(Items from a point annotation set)
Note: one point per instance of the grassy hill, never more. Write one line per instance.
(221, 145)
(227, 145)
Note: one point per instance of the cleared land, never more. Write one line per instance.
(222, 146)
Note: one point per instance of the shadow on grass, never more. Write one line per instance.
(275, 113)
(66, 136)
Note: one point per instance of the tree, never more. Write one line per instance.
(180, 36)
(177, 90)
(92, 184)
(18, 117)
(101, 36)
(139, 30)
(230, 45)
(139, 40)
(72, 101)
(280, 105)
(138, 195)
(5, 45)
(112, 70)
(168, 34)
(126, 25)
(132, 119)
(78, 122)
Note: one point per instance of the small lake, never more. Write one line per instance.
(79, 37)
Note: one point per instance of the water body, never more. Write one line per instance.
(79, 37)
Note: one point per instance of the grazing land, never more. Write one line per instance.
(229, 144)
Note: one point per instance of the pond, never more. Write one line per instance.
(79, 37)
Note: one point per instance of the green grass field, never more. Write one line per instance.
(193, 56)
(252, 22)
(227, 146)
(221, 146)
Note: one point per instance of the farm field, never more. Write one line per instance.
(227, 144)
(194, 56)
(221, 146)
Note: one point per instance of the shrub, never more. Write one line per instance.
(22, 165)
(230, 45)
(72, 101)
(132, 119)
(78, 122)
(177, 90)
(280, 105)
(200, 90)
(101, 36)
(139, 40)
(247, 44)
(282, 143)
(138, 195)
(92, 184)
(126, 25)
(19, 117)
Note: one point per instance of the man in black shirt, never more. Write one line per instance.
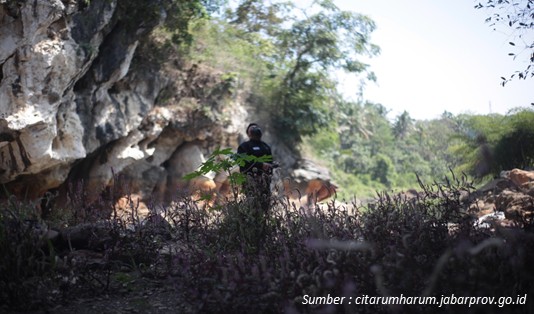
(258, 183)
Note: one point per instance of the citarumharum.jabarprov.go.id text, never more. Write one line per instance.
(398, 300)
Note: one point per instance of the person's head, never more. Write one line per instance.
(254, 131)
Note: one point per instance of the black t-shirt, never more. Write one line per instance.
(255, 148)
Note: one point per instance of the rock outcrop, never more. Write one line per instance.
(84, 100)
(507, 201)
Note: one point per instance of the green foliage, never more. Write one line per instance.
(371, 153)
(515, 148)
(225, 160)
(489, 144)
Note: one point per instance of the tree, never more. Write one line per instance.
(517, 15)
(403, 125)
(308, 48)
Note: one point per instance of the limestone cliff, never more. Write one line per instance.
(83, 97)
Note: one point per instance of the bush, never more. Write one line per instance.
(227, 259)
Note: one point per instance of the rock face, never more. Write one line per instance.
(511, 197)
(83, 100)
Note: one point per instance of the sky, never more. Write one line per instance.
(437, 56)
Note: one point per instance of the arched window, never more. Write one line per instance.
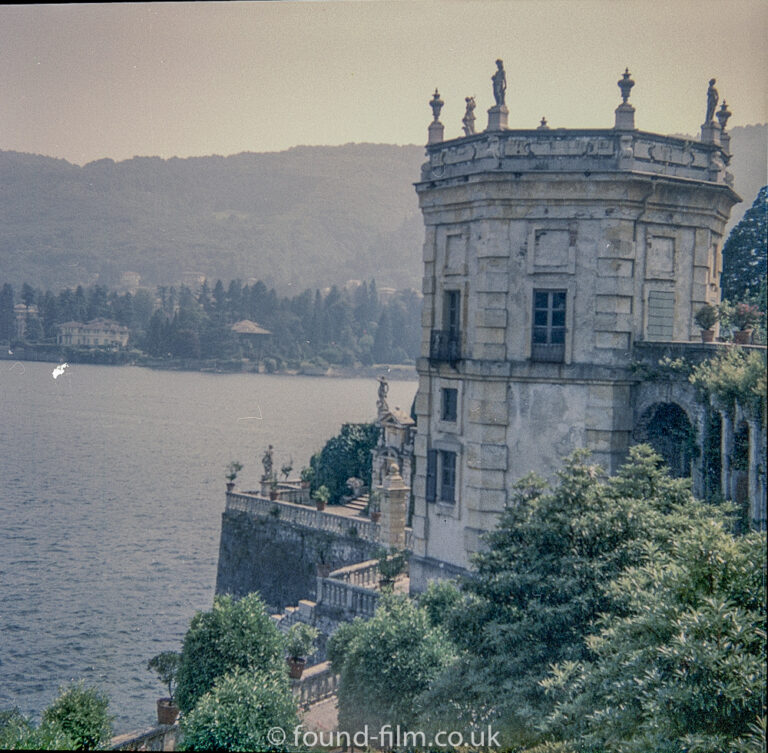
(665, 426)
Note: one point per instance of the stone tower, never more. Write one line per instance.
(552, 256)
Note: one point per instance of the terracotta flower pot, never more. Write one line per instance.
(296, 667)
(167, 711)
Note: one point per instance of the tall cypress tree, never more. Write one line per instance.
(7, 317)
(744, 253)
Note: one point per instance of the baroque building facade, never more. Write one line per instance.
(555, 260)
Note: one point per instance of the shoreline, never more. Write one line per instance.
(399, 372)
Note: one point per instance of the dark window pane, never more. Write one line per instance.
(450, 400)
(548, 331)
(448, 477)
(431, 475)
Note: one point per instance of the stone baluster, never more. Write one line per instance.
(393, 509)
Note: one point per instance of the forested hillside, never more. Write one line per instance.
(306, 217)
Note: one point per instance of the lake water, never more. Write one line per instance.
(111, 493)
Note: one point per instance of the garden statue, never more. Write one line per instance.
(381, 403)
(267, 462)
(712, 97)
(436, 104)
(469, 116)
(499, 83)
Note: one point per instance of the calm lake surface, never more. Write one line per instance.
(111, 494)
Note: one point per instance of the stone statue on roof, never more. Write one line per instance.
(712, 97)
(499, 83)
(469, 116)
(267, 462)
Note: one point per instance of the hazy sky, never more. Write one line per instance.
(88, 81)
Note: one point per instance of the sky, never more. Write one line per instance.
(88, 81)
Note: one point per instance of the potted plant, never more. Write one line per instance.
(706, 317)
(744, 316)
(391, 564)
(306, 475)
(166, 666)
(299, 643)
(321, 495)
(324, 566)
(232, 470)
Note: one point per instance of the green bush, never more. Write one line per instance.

---

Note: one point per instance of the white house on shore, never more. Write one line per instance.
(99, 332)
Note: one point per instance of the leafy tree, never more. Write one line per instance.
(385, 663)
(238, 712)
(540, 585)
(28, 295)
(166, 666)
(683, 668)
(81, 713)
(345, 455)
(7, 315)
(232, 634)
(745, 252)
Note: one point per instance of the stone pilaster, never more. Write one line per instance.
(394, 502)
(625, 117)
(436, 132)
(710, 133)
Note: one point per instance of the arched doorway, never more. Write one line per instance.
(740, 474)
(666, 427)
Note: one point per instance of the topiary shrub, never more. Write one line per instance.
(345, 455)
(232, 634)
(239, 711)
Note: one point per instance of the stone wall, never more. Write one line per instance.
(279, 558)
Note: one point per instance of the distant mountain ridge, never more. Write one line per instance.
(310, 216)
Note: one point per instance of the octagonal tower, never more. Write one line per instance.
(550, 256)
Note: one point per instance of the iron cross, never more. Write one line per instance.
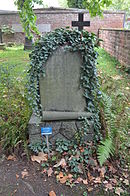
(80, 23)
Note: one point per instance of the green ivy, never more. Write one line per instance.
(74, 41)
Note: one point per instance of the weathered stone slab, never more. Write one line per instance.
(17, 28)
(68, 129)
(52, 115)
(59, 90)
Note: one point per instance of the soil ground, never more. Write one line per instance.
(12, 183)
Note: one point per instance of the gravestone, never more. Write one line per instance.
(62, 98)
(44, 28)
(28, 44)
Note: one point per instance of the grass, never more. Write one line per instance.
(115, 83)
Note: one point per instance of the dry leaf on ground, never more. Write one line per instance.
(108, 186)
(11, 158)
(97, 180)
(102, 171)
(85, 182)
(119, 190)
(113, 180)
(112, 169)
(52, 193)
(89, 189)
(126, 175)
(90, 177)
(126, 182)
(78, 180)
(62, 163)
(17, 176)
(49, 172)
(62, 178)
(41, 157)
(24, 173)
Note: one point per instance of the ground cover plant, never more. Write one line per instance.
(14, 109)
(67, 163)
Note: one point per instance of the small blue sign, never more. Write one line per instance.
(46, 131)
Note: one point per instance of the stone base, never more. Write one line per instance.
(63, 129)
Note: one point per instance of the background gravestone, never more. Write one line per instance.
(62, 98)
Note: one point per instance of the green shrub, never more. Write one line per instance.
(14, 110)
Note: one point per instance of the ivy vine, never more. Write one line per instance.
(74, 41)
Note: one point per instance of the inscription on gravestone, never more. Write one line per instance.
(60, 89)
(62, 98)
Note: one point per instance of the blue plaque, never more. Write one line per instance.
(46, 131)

## The problem
List every line in the items above that contains the word "rock", copying each line in full.

## The output
Note: one point per instance of the rock outcrop, never more. Write one line per instance.
Note: one point per instance of the rock face, never more. Write one line per instance.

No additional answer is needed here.